→ GIVEN PROBLEM:
Copy, with no changes, the rows from the line containing "task: outline the car on road" through the line containing "198L363 198L362 199L360", including both of those lines.

→ EXTRACTED ENTRIES:
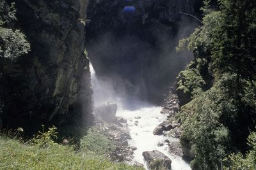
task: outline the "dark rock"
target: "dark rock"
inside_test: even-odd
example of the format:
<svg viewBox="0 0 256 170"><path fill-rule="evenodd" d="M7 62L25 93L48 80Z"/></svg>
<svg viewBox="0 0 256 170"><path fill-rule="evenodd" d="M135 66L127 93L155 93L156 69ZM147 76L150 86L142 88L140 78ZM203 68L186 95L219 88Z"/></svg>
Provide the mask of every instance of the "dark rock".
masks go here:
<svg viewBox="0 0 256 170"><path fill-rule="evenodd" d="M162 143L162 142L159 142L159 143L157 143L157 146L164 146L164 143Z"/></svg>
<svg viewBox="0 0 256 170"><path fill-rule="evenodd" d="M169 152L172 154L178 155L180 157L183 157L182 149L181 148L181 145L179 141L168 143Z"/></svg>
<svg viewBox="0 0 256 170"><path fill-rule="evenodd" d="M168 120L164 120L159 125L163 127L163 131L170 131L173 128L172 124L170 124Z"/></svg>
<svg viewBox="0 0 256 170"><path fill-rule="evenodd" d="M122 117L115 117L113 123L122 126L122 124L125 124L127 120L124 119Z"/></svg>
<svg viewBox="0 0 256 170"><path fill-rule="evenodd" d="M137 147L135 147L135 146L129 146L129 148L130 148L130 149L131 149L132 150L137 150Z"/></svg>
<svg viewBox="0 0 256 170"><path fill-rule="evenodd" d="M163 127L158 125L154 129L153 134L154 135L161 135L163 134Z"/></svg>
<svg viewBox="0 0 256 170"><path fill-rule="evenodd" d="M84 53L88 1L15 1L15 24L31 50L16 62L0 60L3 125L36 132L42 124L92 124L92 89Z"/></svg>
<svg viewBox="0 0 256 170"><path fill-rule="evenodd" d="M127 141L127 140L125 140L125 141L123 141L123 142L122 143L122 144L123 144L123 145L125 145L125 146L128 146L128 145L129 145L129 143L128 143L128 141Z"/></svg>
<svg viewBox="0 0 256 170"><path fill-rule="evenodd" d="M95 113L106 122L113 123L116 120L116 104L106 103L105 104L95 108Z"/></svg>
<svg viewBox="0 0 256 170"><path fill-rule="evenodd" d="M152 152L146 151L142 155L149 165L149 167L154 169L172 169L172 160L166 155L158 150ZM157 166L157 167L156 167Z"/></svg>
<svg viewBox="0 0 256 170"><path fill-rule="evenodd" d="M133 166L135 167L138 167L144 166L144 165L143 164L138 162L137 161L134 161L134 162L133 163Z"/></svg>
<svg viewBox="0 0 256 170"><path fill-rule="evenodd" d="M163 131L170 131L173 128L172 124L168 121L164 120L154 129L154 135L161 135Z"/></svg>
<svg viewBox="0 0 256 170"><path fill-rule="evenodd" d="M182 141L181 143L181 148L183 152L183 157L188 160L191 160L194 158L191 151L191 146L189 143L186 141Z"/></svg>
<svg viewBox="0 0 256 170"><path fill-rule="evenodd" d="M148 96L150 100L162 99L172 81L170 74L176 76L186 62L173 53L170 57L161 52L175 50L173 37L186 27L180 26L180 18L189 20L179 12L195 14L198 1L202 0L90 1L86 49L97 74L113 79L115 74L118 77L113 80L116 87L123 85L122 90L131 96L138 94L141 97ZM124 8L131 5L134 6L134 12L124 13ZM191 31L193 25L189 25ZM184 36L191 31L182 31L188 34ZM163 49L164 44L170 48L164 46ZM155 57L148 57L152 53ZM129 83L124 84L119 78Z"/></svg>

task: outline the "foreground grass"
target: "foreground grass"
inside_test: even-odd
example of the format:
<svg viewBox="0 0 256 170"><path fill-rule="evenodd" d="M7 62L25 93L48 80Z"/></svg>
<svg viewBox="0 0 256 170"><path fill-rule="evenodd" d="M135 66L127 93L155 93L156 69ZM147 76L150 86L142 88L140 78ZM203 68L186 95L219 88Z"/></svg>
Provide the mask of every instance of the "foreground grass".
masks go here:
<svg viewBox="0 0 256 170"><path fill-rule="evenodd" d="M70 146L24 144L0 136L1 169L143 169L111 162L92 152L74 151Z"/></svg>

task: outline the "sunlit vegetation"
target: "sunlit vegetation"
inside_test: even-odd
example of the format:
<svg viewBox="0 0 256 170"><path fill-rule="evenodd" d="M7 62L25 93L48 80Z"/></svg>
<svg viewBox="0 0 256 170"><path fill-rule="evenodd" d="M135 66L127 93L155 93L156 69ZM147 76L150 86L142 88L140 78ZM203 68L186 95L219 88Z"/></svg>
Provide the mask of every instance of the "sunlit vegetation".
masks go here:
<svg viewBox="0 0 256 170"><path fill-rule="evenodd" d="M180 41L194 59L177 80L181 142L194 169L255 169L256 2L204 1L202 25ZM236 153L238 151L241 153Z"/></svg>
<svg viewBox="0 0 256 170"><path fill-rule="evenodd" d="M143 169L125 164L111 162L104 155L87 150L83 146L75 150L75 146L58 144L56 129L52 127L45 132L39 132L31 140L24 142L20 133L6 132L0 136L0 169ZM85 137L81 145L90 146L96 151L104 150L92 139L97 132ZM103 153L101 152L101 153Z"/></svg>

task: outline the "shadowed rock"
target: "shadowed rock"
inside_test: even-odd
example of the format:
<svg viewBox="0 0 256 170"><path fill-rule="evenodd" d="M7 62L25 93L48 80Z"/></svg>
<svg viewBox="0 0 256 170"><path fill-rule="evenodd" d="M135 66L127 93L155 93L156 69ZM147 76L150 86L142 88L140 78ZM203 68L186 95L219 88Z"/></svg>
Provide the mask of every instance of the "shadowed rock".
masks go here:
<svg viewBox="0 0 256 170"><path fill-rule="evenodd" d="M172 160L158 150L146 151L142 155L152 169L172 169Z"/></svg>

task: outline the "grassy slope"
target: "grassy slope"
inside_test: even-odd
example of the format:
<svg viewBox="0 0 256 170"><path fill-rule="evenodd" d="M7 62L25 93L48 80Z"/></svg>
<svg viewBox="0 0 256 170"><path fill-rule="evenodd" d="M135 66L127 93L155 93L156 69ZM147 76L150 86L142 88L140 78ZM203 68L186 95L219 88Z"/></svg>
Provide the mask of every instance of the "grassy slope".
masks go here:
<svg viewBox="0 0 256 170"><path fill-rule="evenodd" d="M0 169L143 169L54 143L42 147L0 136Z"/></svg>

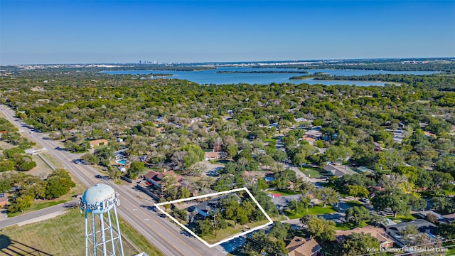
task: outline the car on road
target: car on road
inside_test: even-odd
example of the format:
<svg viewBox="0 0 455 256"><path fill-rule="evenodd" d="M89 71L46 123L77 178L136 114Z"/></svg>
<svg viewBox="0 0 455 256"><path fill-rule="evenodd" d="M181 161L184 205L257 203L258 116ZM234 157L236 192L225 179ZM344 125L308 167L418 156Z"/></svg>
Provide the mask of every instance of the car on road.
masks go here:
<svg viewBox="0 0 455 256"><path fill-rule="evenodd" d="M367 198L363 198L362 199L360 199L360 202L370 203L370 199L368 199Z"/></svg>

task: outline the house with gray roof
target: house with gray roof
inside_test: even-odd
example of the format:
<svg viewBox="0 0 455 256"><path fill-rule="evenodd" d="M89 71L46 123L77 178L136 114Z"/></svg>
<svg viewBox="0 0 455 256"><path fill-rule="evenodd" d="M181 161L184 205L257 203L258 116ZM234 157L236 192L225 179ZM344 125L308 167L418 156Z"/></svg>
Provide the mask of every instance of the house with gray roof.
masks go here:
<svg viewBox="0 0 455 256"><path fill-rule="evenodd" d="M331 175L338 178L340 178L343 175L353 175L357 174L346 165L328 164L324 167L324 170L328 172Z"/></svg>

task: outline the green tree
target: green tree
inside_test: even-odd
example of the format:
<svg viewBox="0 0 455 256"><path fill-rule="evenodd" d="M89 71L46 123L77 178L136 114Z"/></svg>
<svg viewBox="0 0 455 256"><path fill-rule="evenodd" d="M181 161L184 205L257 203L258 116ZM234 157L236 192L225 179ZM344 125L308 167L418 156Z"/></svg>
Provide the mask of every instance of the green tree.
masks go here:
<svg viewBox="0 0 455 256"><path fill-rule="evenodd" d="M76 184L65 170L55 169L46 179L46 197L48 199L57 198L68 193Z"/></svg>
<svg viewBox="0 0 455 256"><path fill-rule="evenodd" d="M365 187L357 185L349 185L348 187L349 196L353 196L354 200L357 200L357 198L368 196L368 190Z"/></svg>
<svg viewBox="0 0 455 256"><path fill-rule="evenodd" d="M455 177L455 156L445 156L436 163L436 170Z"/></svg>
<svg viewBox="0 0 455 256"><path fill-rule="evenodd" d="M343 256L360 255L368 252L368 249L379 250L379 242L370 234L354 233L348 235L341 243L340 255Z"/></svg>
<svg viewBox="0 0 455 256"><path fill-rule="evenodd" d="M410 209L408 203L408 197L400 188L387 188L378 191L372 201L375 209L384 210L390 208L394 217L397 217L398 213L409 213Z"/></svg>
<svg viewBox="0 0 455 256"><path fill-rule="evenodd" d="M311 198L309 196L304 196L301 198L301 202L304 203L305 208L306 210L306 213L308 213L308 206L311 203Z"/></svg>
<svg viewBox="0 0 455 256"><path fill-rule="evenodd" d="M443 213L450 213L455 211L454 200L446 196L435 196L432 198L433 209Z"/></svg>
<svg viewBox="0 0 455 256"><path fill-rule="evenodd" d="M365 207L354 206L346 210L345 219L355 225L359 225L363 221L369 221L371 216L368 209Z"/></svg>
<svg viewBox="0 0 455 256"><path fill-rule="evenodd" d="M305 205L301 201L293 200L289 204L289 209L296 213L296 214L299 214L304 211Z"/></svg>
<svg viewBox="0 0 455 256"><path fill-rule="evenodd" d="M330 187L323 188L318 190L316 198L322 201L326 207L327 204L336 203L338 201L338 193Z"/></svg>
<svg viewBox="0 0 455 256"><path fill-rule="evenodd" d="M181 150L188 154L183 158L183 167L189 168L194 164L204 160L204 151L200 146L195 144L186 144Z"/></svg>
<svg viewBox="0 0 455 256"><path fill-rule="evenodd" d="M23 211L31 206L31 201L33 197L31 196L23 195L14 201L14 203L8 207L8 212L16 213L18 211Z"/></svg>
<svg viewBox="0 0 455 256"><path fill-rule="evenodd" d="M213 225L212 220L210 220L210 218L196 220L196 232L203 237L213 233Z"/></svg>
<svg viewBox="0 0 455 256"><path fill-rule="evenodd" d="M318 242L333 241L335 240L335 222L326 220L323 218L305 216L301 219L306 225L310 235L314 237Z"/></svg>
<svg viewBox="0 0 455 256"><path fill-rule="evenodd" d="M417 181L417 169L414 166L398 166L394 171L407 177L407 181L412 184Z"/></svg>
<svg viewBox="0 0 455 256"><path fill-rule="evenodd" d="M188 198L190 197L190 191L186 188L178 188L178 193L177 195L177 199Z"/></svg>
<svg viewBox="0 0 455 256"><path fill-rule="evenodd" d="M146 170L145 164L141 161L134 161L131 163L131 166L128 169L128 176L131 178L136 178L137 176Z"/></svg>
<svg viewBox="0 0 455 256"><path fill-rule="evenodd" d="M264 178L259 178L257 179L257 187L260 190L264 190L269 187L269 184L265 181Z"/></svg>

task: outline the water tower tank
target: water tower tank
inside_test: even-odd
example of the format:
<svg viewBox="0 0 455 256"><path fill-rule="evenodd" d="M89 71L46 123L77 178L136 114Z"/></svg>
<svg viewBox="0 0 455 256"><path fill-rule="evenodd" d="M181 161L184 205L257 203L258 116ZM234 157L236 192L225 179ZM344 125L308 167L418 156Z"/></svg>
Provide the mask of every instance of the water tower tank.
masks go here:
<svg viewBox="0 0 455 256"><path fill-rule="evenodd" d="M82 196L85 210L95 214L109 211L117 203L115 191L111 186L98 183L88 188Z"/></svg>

→ SOLUTION FOR THIS TASK:
task: outline the car on road
target: car on road
inside_test: even-odd
example of the format:
<svg viewBox="0 0 455 256"><path fill-rule="evenodd" d="M89 71L46 123L77 178L136 114Z"/></svg>
<svg viewBox="0 0 455 256"><path fill-rule="evenodd" d="M181 161L184 205L257 203L258 116ZM234 157L236 192L225 179ZM344 125L308 167L418 156Z"/></svg>
Provide the mask of every instance of the car on road.
masks go here:
<svg viewBox="0 0 455 256"><path fill-rule="evenodd" d="M367 198L363 198L362 199L360 199L360 202L370 203L370 199L368 199Z"/></svg>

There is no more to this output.